Stored data entries:
((
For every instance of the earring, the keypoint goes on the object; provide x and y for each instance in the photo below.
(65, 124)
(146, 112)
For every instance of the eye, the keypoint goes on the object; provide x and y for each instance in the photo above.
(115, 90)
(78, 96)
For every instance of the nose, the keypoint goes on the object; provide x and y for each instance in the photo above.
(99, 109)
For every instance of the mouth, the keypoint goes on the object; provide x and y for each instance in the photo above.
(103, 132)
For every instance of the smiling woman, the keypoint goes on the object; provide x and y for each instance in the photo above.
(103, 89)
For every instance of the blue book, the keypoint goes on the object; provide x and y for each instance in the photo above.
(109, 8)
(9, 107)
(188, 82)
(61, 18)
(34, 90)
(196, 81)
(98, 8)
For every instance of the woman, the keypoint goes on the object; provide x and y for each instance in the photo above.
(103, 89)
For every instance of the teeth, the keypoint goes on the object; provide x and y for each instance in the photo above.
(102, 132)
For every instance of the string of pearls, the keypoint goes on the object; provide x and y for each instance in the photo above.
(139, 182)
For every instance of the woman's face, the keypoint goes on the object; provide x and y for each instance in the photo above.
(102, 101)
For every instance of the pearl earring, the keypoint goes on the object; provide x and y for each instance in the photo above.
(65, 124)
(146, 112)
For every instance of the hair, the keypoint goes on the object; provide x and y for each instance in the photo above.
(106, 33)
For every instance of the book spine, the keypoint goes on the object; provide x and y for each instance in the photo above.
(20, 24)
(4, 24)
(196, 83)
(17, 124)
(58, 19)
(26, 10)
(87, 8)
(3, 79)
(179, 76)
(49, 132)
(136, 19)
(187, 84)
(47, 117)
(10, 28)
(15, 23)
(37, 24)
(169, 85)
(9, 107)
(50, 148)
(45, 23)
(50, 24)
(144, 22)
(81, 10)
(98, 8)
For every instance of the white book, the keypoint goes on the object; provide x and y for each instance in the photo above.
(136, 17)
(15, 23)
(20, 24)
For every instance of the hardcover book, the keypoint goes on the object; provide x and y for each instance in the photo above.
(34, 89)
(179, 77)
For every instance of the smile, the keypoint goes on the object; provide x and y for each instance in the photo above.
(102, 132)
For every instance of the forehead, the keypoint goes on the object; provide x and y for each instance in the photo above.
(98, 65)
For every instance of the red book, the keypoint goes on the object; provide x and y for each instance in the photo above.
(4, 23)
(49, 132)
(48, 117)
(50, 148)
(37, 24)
))
What you return must match the data above character for character.

For every instance of the earring, the keypoint goes on the object; provide x and y for each instance in the photo below.
(65, 124)
(146, 112)
For every instance of the eye, the keypoint goes on the object; provide x and y for each instance in the photo above.
(115, 90)
(78, 96)
For every instance of the nose, the keypoint goes on the object; provide x and y for each instance in the photo above.
(99, 109)
For every instance of the mouth, the keypoint goes on the object; provide x and y for each instance in the photo above.
(103, 132)
For every instance of the smiling woman, the keypoint goes on the object; provide x and y for each instance in the photo above.
(103, 89)
For every instance of the blue book, the keypoint goes on the object; provide x and y for each instance in the photo above.
(109, 8)
(9, 107)
(188, 82)
(61, 18)
(34, 90)
(196, 81)
(98, 8)
For every instance of the woman, the keypoint goes on the object; provide x and y for each instance in the photo above.
(103, 89)
For every instance of the teeth, the keypoint goes on the object; provide x and y for each instance in the photo above.
(102, 132)
For every instance of the string of pearls, the keypoint goes on the object; provide x and y for each instance in the photo above.
(139, 182)
For every instance of the woman's face, the keypoint goes on the object; provide x and y for each instance in the photo above.
(102, 101)
For every instance of the pearl earring, the keypoint goes on the object; provide x and y for each instance in the photo above.
(65, 124)
(146, 112)
For every instance of the hair, the keypoint goes on the object; provide x and y for each instance in the photo above.
(106, 33)
For every instance of the book spine, the keypoint goes on the object; provide x and y for each instance in the photo above.
(20, 24)
(4, 24)
(196, 83)
(17, 124)
(58, 19)
(26, 10)
(87, 8)
(3, 79)
(179, 76)
(49, 132)
(136, 19)
(187, 84)
(47, 117)
(10, 28)
(15, 23)
(37, 24)
(169, 85)
(9, 107)
(50, 148)
(45, 23)
(50, 24)
(144, 22)
(81, 10)
(98, 8)
For every instance of the white book, the keypoint goes on the object; provide x and y for each instance in the photo above.
(136, 17)
(15, 23)
(20, 24)
For every instance of the hardcover book, the keypoint goes on the object; provide x and y for each instance in the photo above.
(34, 89)
(179, 77)
For every instance of the smile, the keypoint goes on the object; provide x and y for each instance in the photo above.
(102, 132)
For every instance of the forehead, the keypoint goes on the object; provide x and y for each instance in the photo above.
(98, 65)
For every instance of the red book, the keypoint goes on the object; provide x and y for each instance in the photo above.
(4, 23)
(49, 132)
(48, 117)
(50, 148)
(37, 24)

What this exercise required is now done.